Prise en charge des ainés : un système encore trop peu lisible

Un effort public en hausse constante : en 2017, les dépenses pour la prise en charge des personnes âgées ont représenté 11 Md€ pour l’assurance maladie et 7,3 Md€ pour les départements, en hausse respectivement de 47% et de 18% depuis le début des années 2000.


Si la part de la richesse nationale consacrée à cette problématique a crû nettement, elle a essentiellement concerné l’accueil en établissement (87% des nouveaux financements de l’assurance maladie et 75% de ceux des départements). Côté domicile, la loi d’adaptation de la société au vieillissement (ASV) de 2015 a toutefois permis une croissance de la dépense d’allocation personnalisée d’autonomie (APA) de + 6,5% entre 2008 et 2015.
 
De nombreuses initiatives du secteur témoignent de sa capacité à innover : le secteur développe une pluralité de projets innovants comme la création d’Ehpad hors les murs, la mise en place de plateformes de services sur les territoires, le développement de labels de qualité ou encore la création de maisons des ainés et des aidants. Mais force est de constater que la connaissance et la diffusion des innovations dans le secteur médico-social est très faible et pas à la hauteur de son indispensable modernisation.
* * *
• [EXERCICES À FAIRE]:
1. D'après le texte source, combien l'assurance maladie a-t-elle dépensé en 2017 pour la prise en charge des personnes âgées ?
2. Énumérez, s'il vous plaît, tous les projets innovants que le texte source cite en exemple pour le secteur.
3. Résumez le texte source en deux phrases.
Les lignes ci-dessous forment un ensemble distinct du texte source.

• [DONNÉES FOURNIES]:
* * *
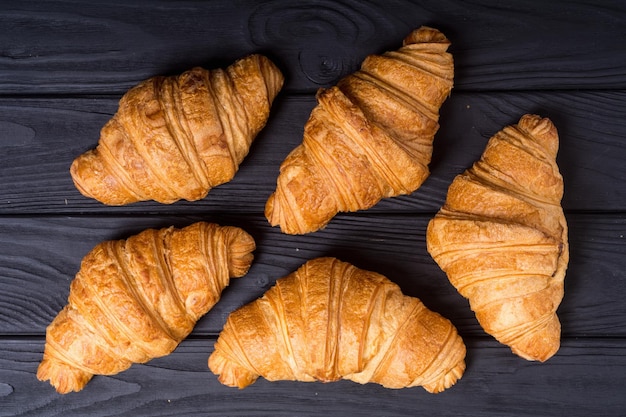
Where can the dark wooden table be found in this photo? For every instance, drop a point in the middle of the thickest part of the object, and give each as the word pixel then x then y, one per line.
pixel 64 65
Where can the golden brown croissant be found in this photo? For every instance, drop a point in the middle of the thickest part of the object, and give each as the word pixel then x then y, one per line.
pixel 330 320
pixel 369 137
pixel 177 137
pixel 501 237
pixel 136 299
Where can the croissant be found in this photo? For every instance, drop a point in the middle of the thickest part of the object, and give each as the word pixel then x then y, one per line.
pixel 501 237
pixel 369 137
pixel 177 137
pixel 330 320
pixel 137 299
* * *
• [LISTE DES SOLUTIONS]:
1. 11 Md€.

2. La création d'Ehpad hors les murs, la mise en place de plateformes de services sur les territoires, le développement de labels de qualité, la création de maisons des ainés et des aidants.

3. L'effort public pour la prise en charge des personnes âgées a fortement augmenté depuis le début des années 2000, surtout au profit de l'accueil en établissement, même si la loi ASV de 2015 a aussi permis une hausse de la dépense d'APA à domicile. Le secteur développe de nombreux projets innovants, mais ces innovations restent très peu connues et diffusées au regard de sa nécessaire modernisation.